FRAGMENTO DE ORIGEN:
━━━
Aunque mis objetivos para este año sean, claramente, divertirme y aprender, el espíritu competitivo nunca se olvida por completo. Los comentarios hablan de un recorrido muy duro y en Históricos, además, corto, unos 100 kms, repartidos en tres tramos. A la vista de los inscritos, y si no hago ninguna tontería, deberíamos embarcar el domingo en Melilla habiendo ganado algún puesto en la provisional.
Solo tres semanas después de regresar corremos el Montes de Cuenca, quince días más tarde toca en Jaén, y acabamos la temporada en Cádiz a mediados de Noviembre. Un final demasiado apretado después de unas vacaciones demasiado largas.
━━━
INSTRUCCIONES:
• a. Responda según el fragmento:
(i) ¿Cuántos kilómetros tiene aproximadamente el recorrido en Históricos?
(ii) ¿Qué día se prevé embarcar en Melilla?
(iii) ¿Dónde y cuándo termina la temporada?
• b. Transcriba del fragmento el pasaje que empieza con las palabras que contienen "Aunque mis objetivos" y concluye con "vacaciones demasiado largas.".

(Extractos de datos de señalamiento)
━━━
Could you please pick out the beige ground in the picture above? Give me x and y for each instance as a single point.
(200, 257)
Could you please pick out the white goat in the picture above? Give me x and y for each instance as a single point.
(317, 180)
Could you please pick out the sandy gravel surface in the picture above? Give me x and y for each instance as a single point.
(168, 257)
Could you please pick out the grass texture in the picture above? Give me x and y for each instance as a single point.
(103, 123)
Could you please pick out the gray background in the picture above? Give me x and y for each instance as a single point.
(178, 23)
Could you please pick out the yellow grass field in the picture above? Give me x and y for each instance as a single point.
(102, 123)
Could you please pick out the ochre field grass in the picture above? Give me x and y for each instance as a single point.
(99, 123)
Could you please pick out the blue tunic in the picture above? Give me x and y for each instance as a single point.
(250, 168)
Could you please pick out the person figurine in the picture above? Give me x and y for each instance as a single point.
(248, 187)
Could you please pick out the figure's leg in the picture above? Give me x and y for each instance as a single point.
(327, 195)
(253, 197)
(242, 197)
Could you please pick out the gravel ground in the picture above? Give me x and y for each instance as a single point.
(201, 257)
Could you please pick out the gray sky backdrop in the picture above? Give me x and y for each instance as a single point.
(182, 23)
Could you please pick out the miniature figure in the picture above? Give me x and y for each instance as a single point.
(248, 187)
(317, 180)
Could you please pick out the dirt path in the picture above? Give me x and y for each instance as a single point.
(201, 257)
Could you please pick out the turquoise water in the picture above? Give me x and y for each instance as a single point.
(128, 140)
━━━
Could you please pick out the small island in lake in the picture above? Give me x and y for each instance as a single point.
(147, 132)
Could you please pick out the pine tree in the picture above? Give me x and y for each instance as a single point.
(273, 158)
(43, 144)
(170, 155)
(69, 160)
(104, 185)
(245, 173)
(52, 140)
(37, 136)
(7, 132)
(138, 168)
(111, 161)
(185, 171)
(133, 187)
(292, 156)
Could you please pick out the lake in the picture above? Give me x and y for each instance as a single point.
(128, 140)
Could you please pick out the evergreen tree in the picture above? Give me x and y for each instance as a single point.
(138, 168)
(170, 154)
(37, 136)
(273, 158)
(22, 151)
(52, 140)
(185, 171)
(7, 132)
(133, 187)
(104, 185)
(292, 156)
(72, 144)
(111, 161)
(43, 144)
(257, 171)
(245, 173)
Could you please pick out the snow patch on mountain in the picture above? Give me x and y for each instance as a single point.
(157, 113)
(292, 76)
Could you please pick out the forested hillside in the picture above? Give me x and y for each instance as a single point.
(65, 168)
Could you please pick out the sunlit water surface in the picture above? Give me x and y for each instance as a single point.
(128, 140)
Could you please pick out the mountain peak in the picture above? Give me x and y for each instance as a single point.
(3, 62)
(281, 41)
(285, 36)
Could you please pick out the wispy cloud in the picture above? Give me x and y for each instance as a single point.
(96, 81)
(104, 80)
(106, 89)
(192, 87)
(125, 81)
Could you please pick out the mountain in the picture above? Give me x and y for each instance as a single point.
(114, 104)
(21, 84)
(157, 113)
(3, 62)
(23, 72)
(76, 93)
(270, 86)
━━━
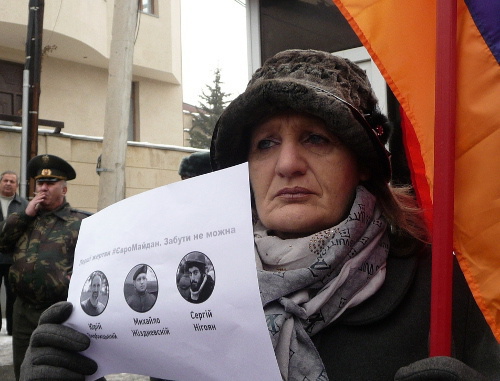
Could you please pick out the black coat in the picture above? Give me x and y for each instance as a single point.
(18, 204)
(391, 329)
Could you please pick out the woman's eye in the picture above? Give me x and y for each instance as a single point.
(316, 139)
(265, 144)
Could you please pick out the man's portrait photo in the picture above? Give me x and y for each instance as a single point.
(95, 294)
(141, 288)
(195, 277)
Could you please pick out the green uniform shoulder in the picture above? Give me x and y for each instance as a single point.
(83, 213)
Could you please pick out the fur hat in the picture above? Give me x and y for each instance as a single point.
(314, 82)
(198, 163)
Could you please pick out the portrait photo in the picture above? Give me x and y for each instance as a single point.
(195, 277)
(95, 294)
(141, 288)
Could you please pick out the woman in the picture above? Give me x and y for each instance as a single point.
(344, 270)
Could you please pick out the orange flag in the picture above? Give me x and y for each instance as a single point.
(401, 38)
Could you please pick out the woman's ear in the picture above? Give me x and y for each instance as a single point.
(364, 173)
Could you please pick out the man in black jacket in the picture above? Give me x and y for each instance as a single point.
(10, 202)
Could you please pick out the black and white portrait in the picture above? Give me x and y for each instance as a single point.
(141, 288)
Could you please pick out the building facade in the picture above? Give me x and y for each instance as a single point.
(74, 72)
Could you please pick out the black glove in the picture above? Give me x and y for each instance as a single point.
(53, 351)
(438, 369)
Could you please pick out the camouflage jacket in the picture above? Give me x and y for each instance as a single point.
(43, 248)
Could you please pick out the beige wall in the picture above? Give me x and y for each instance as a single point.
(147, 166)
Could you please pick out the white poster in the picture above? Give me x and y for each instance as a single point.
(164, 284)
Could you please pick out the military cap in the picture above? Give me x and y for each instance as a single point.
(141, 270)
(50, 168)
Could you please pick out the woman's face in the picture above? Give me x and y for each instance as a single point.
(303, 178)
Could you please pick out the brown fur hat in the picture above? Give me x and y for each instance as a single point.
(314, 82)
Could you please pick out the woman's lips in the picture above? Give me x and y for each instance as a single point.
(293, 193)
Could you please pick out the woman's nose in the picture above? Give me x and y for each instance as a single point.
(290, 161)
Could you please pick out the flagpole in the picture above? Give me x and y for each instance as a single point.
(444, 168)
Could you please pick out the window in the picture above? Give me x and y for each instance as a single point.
━━━
RESPUESTAS EN ORDEN:
• a.
(i) Unos 100 kms.
(ii) El domingo.
(iii) En Cádiz, a mediados de Noviembre.

• b.
Aunque mis objetivos para este año sean, claramente, divertirme y aprender, el espíritu competitivo nunca se olvida por completo. Los comentarios hablan de un recorrido muy duro y en Históricos, además, corto, unos 100 kms, repartidos en tres tramos. A la vista de los inscritos, y si no hago ninguna tontería, deberíamos embarcar el domingo en Melilla habiendo ganado algún puesto en la provisional.
Solo tres semanas después de regresar corremos el Montes de Cuenca, quince días más tarde toca en Jaén, y acabamos la temporada en Cádiz a mediados de Noviembre. Un final demasiado apretado después de unas vacaciones demasiado largas.